Yazarlar Günün Köşe Yazıları Spor Konuk Yaşam Tüm Yazarlar
Kıbrıs Politikasında Yeni Yaklaşım - Prof. Dr. Hakkı KESKİN
Kuzey Kıbrıs Türk Cumhuriyeti Cumhurbaşkanlığı seçimini Ersin Tatar kazandı. Kıbrıs’ta 50
yıldır süregelen ve adada her alanda eşit haklara sahip iki bölgeli ve iki toplumlu bir devlet ve
hükümet yapısının oluşturulmasına, Rum tarafının yanaşmadığı ve de yanaşmayacağı açıkça kanıtlanmıştır.
Ersin Tatar bu
gerçeği görerek, artık Rum tarafının bu oyalama stratejisine uyulmayarak,
KKTC’nin devlet olarak tanınmasına ve Türkiye ile çalışılacağı politikasına vurgu yaptı.

__Verilen Kayıtlar__:

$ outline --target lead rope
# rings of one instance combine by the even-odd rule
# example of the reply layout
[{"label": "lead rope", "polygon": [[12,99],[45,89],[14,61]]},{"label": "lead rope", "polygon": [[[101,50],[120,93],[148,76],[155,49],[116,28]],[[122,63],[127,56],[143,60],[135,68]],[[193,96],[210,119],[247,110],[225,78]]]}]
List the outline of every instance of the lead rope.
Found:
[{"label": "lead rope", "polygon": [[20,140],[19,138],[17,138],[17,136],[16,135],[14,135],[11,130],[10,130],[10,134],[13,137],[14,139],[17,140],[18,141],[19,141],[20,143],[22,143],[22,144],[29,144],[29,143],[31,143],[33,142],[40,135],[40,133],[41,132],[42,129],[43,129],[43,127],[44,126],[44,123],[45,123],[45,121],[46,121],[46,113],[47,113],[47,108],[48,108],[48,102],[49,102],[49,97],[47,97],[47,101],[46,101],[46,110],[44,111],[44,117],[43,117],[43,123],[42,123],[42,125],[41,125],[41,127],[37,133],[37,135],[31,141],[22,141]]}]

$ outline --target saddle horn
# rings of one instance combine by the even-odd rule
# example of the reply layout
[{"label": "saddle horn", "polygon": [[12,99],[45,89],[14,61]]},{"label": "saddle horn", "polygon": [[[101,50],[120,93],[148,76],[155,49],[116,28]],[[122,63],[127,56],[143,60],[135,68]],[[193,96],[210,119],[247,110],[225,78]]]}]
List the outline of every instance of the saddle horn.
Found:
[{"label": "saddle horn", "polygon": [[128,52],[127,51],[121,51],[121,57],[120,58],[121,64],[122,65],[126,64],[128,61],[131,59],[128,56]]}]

==

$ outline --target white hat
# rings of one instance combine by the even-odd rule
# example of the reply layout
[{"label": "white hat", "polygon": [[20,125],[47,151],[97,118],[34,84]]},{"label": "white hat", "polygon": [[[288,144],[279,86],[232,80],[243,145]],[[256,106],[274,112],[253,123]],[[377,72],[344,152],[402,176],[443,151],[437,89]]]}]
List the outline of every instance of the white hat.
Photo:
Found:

__Çalışma Yönergeleri__:
**A)** Kaynak metinde, Rum tarafının yanaşmadığı belirtilen devlet ve hükümet yapısına atfedilen nitelikleri sıralayınız.
**B)** Kaynak metni iki cümleyle özetleyiniz.
**C)** Kaynak metne göre Kuzey Kıbrıs Türk Cumhuriyeti Cumhurbaşkanlığı seçimini kim kazanmıştır?

__Verilen Yanıtlar__:
**A)**
- Adada her alanda eşit haklara sahip
- İki bölgeli
- İki toplumlu

**B)** Kuzey Kıbrıs Türk Cumhuriyeti Cumhurbaşkanlığı seçimini Ersin Tatar kazanmıştır. Rum tarafının iki bölgeli ve iki toplumlu bir yapıya yanaşmadığı gerçeğini gören Tatar, KKTC'nin devlet olarak tanınmasına ve Türkiye ile birlikte çalışma politikasına vurgu yapmıştır.

**C)** Ersin Tatar.